━━━━━ STORED DATA
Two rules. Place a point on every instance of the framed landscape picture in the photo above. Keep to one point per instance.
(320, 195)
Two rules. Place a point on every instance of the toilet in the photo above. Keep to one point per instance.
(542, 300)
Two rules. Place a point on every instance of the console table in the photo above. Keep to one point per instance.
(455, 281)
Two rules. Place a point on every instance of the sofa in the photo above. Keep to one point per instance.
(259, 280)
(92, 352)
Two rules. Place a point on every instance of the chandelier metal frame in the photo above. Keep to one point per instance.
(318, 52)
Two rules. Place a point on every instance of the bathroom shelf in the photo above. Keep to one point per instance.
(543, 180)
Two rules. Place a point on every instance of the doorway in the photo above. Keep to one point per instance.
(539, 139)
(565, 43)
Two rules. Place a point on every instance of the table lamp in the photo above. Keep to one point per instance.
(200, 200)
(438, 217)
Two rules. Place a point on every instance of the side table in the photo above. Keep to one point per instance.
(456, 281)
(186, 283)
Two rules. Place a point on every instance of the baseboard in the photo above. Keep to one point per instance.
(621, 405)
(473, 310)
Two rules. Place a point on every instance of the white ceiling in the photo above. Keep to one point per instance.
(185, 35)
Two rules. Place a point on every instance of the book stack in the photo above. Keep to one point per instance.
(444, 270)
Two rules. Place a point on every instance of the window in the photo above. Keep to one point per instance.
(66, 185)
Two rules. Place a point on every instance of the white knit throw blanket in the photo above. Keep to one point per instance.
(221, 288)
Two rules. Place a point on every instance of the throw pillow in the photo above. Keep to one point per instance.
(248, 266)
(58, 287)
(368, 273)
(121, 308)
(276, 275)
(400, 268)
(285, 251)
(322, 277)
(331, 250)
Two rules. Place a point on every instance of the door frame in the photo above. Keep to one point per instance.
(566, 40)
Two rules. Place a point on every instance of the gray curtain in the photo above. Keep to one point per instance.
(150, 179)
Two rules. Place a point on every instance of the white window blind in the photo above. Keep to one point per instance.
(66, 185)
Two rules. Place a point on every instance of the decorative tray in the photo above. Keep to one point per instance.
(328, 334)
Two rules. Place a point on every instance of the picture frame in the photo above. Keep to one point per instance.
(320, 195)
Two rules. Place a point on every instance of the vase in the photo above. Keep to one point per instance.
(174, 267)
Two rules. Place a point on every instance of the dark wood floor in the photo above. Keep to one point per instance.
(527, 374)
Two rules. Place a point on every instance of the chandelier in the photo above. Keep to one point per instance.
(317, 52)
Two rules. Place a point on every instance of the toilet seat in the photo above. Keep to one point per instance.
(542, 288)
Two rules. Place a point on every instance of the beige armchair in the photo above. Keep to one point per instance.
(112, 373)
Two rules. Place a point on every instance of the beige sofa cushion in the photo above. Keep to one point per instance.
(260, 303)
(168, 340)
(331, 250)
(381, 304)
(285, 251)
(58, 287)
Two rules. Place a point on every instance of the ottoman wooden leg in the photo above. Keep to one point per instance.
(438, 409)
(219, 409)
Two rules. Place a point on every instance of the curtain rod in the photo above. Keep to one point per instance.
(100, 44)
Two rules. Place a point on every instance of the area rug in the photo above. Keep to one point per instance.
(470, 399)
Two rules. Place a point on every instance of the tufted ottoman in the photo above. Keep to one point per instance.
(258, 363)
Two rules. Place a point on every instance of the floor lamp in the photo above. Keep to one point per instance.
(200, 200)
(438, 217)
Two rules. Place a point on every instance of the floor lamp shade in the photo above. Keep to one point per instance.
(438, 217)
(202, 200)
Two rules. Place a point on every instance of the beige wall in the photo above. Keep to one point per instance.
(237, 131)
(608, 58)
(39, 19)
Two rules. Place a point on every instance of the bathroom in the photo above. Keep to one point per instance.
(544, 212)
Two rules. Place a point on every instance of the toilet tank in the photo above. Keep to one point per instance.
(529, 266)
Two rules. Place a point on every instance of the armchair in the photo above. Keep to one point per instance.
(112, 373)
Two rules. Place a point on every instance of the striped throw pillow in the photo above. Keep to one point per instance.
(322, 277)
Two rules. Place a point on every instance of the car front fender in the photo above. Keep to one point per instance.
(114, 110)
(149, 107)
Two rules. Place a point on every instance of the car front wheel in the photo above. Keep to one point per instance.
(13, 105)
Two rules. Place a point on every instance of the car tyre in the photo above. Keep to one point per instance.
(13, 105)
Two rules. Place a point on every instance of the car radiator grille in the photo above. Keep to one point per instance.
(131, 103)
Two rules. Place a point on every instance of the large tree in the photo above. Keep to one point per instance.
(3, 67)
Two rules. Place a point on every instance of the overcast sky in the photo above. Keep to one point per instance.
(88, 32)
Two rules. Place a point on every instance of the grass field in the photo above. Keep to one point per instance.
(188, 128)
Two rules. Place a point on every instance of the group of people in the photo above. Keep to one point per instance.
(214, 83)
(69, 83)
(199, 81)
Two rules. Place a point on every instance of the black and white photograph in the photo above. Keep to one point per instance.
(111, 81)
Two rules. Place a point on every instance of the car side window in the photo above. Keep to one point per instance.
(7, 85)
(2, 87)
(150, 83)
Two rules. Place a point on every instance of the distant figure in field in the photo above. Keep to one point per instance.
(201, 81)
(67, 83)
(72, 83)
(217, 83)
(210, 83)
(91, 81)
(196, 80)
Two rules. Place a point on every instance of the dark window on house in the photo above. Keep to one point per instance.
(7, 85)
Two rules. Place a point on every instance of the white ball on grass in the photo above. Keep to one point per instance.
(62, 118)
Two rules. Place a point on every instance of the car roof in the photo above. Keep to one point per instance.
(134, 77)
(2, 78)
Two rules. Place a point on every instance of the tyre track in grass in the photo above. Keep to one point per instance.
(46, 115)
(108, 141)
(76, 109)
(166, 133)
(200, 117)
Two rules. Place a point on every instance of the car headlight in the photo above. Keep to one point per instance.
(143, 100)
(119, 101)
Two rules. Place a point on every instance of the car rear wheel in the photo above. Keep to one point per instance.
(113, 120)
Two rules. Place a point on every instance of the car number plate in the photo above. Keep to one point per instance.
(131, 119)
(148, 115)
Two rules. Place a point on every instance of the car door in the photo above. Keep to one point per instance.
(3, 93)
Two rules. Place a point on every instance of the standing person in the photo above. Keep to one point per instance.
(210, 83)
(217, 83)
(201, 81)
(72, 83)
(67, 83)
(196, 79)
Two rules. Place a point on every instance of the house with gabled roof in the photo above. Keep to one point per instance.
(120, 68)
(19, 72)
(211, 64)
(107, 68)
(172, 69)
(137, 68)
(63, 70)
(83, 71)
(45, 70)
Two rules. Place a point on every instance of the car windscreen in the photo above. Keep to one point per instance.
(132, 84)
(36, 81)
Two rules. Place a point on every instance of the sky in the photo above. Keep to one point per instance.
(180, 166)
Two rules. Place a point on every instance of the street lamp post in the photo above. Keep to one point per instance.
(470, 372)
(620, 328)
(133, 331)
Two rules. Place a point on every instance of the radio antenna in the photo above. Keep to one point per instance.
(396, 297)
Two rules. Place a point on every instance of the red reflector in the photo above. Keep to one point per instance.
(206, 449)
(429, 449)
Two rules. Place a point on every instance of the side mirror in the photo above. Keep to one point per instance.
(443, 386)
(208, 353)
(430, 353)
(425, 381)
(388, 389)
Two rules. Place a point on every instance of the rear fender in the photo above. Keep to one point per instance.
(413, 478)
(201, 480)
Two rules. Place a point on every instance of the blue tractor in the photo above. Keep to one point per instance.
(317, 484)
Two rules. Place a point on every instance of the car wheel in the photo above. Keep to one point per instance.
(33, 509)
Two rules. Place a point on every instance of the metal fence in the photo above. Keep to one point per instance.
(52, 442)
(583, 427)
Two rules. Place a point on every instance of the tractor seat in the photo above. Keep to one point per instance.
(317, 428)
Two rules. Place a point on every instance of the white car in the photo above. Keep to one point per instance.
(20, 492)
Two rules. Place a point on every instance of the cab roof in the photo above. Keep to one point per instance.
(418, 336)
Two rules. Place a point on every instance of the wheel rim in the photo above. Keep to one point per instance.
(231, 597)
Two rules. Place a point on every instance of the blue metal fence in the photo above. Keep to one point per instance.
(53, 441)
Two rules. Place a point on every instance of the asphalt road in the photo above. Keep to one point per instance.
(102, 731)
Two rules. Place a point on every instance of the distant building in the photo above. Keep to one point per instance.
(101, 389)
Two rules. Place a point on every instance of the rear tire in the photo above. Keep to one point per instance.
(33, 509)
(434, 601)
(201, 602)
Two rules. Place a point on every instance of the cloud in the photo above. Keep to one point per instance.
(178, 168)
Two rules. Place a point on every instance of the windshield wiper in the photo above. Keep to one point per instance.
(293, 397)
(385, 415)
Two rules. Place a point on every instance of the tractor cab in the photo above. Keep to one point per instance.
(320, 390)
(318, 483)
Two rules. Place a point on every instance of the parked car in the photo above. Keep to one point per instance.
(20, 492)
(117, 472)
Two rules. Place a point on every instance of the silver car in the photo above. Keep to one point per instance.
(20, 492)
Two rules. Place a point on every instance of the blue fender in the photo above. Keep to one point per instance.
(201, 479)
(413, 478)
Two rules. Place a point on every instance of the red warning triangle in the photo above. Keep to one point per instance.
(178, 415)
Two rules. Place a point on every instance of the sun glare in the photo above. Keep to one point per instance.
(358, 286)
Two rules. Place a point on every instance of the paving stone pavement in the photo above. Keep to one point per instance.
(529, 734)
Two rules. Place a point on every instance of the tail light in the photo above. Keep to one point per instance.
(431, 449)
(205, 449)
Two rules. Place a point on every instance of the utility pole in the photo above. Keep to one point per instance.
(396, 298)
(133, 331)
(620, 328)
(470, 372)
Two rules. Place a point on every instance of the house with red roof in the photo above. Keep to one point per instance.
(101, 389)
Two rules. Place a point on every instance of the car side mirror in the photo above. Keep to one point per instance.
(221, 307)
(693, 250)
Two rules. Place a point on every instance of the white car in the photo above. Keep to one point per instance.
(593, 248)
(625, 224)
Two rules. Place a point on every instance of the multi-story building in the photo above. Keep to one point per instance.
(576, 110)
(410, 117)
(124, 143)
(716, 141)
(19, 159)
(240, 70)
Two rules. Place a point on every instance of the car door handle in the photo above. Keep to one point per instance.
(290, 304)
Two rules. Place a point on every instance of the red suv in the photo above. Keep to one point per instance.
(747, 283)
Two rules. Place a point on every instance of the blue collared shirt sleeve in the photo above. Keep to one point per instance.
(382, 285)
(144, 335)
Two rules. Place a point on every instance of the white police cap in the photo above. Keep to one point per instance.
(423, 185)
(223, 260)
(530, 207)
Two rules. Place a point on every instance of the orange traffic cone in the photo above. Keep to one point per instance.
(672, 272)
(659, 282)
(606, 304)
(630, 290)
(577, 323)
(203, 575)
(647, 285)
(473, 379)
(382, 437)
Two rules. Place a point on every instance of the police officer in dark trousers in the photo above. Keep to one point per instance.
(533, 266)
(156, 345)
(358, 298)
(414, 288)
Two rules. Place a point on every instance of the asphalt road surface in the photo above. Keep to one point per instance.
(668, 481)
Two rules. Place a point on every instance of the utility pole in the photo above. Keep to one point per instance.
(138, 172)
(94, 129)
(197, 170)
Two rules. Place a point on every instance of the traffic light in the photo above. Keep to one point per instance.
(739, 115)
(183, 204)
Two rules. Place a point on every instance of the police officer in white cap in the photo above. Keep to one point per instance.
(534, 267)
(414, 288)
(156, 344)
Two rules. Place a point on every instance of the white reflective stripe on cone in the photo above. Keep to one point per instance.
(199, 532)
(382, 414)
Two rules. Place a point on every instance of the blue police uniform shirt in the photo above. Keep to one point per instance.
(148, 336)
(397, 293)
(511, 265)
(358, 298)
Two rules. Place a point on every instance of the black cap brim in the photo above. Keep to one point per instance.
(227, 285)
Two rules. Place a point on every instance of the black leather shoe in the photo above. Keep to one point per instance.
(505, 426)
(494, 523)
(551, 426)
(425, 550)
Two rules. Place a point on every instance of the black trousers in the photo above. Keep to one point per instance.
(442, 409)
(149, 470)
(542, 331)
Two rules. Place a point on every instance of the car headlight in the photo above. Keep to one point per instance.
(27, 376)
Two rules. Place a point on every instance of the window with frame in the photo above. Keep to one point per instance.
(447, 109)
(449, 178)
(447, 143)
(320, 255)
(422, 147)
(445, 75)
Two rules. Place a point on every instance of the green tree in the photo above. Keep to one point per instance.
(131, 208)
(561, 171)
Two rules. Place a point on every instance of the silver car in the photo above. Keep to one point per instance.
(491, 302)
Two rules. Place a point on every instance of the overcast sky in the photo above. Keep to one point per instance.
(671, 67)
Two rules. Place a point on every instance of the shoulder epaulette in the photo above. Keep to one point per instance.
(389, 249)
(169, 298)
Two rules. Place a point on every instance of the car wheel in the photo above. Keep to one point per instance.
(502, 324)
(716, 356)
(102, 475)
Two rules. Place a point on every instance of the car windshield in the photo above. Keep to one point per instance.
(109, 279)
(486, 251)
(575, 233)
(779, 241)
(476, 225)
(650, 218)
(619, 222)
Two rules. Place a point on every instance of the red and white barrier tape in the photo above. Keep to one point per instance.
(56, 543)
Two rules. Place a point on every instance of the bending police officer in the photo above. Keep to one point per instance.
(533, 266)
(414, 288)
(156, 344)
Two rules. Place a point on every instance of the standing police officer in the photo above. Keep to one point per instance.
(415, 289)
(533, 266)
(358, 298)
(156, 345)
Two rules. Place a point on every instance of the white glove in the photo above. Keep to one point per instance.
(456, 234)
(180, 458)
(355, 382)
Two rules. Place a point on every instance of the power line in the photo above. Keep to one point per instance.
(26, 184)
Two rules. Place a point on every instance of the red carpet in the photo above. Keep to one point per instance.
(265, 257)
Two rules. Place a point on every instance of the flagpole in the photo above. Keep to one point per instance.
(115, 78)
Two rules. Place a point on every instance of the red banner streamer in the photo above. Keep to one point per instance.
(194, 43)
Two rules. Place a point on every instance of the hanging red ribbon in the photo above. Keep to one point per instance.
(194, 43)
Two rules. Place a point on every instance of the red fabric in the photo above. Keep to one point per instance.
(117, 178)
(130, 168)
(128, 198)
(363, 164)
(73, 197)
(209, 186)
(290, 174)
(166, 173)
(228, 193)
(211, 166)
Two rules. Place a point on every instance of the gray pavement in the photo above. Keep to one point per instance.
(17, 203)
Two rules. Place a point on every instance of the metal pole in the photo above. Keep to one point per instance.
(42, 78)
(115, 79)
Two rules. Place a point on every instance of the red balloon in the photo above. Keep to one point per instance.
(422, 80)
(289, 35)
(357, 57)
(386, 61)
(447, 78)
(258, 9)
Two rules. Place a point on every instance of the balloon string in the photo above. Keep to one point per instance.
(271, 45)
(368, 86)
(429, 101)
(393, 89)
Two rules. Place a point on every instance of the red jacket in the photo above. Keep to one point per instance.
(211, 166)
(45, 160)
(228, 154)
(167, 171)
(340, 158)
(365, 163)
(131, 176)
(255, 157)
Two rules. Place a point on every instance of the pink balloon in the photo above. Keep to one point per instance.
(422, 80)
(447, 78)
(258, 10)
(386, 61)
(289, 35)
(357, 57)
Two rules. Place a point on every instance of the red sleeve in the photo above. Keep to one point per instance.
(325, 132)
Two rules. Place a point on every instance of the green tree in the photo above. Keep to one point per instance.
━━━━━━━━━━
[SET TASK]: Repeat exactly the lines from the one containing "Two rules. Place a point on every instance of the balloon" through the last line of the records above, both included, and nothing else.

[WRITTEN RESPONSE]:
Two rules. Place a point on every instance of the balloon string in the photo above. Keep to one point per instance.
(271, 45)
(368, 86)
(429, 101)
(393, 89)
Two rules. Place a point on every instance of the red jacket in the photo above. Keep to one point per instance.
(211, 166)
(45, 160)
(228, 154)
(167, 171)
(340, 158)
(365, 163)
(131, 176)
(255, 157)
Two rules. Place a point on every instance of the pink balloon in the photo above. Keep to one point per instance.
(422, 80)
(447, 78)
(258, 10)
(386, 61)
(289, 35)
(357, 57)
Two rules. Place a point on every instance of the red sleeve in the photo above. Keep to one point per instance.
(325, 132)
Two rules. Place a point on every instance of the green tree in the photo above. Keep to one point per instance.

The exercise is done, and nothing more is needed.